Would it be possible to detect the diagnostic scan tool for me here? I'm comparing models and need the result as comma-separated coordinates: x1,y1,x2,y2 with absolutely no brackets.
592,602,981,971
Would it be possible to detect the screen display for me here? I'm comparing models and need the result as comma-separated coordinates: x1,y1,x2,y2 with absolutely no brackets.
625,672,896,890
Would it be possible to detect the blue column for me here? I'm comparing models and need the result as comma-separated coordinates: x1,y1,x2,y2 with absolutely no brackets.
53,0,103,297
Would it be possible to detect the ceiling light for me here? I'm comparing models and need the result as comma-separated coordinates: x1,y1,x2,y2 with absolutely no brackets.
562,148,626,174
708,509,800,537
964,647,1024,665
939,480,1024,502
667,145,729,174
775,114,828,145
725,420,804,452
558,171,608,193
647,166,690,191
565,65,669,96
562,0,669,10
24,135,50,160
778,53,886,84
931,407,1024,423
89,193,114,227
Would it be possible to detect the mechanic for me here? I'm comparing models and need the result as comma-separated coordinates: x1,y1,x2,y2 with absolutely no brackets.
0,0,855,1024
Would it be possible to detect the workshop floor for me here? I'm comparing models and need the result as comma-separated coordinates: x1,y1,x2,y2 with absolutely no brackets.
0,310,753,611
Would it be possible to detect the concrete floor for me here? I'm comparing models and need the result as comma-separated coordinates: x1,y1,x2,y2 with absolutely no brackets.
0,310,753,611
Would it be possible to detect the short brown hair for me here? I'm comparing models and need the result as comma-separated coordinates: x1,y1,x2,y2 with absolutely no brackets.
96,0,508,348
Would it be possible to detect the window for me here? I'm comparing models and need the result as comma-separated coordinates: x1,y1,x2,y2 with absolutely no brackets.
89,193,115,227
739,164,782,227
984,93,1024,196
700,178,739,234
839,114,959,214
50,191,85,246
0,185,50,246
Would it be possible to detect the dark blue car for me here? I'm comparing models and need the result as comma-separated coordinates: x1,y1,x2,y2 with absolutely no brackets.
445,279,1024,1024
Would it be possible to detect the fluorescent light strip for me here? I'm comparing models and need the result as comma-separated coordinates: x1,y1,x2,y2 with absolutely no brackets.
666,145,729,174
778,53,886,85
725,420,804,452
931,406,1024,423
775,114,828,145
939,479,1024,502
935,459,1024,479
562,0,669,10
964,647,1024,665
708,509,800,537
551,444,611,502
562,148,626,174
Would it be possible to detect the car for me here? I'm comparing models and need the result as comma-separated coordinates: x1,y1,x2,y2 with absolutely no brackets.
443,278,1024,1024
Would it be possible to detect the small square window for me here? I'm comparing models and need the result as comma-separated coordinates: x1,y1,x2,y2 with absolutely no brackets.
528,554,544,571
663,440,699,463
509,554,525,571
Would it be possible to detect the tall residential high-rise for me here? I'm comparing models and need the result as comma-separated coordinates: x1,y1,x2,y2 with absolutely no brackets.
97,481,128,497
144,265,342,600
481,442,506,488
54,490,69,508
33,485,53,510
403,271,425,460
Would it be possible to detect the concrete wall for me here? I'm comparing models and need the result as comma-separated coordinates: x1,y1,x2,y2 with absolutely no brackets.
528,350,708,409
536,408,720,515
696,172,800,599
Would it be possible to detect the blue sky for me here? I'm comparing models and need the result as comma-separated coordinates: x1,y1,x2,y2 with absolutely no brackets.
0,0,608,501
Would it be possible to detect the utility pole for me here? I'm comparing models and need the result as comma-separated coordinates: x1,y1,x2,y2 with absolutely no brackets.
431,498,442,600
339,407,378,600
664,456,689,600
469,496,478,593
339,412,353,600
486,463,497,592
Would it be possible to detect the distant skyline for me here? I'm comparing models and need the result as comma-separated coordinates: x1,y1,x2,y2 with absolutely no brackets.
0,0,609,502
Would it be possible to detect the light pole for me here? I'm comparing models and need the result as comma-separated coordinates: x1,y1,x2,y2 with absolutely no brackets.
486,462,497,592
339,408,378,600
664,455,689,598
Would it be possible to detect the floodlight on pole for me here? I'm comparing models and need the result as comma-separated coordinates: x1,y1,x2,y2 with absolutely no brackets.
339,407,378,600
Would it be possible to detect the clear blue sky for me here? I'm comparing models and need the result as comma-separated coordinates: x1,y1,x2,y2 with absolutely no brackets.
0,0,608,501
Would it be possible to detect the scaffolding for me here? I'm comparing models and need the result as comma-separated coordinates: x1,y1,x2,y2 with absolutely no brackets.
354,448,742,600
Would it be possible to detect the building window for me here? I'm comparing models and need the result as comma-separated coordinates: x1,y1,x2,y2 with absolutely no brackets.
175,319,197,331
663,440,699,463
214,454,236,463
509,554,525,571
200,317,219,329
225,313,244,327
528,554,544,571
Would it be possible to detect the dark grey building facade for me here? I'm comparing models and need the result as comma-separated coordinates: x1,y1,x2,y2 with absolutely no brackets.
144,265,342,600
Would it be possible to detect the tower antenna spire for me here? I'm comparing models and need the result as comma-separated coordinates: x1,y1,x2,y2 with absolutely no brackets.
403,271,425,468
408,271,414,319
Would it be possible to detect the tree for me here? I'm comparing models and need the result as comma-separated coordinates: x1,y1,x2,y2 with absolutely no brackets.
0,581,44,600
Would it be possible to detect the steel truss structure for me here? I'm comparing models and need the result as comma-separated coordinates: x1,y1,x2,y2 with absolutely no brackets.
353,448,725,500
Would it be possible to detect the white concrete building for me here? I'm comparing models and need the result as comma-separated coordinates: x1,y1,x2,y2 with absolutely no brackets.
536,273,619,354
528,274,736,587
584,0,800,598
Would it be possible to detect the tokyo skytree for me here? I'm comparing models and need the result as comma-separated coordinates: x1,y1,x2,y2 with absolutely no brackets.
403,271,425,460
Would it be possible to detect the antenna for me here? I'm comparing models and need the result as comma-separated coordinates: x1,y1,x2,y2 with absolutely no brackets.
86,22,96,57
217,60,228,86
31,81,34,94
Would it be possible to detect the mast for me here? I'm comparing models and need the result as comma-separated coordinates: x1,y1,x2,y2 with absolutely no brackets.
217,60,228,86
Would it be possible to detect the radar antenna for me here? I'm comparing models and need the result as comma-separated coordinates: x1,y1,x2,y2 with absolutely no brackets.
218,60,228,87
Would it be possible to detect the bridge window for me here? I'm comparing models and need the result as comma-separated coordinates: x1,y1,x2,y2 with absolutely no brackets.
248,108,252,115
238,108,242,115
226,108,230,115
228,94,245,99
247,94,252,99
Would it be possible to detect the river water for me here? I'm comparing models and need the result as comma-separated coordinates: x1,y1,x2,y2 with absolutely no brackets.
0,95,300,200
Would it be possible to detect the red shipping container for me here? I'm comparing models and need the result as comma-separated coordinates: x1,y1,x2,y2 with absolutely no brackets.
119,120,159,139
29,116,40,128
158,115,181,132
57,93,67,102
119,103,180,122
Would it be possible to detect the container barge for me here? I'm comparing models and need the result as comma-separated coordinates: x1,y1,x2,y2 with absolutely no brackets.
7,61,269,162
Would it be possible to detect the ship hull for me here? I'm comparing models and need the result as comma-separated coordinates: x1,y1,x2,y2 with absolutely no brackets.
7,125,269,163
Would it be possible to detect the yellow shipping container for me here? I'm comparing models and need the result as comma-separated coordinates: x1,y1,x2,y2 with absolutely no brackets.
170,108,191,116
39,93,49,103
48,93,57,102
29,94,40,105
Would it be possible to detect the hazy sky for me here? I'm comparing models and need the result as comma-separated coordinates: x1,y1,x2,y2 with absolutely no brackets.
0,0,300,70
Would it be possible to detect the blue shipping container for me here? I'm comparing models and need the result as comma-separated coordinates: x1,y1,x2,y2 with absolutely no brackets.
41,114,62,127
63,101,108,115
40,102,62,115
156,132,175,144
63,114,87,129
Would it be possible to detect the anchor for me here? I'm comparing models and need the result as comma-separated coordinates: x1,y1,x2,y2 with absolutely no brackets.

### Exercise instructions:
In the rows above, from the line with "Would it be possible to detect the fluorescent" to the line with "486,463,497,592", add 17 to every number in the answer coordinates. Write all of those lines out again, leaving the requests unchanged.

### Final answer:
Would it be possible to detect the fluorescent light strip for me here? I'm comparing models and need the result as comma-separated coordinates: x1,y1,x2,y2 with absolutely no brackets.
683,162,746,191
795,70,903,102
742,437,821,469
948,423,1041,440
792,131,845,162
956,496,1041,519
952,476,1041,496
579,17,686,27
981,664,1041,682
725,526,817,554
568,461,628,519
579,165,643,191
Would it be possible to detect the car for me here? I'm comparing models and need the result as comma-separated coordinates: x1,y1,x2,y2 with absolutely no brackets.
460,295,1041,1041
Would it be possible to detect the small square window for me here? I'm comparing models and need the result as comma-separated coordinates: x1,y1,x2,y2 with absolutely no brackets.
545,571,561,588
680,457,716,480
526,571,542,588
Would it be possible to detect the tall residential high-rise for me here? I'm comparing models and need the result as comma-separated coordinates: x1,y1,x2,y2 with absolutely no brackets.
114,498,145,514
161,282,359,617
498,459,523,505
71,507,86,525
50,502,70,527
420,288,442,477
Would it be possible to detect the concrete wall for me here? I'm comparing models and need the result as comma-separated coordinates: x1,y1,x2,y2 with absolutely no brackets.
545,367,725,426
553,425,737,532
713,189,817,616
Would it be possible to detect the blue sky for me here? I'm comparing models and need the result as comma-separated coordinates: x1,y1,x2,y2 with absolutely no brackets.
17,17,625,518
Would it be possible to detect the utility pole for me here? I'm comparing models and need the result as comma-separated coordinates: x1,y1,x2,y2 with absolutely no brackets.
448,515,459,617
356,424,395,617
681,473,706,617
486,513,495,610
356,429,370,617
503,480,514,609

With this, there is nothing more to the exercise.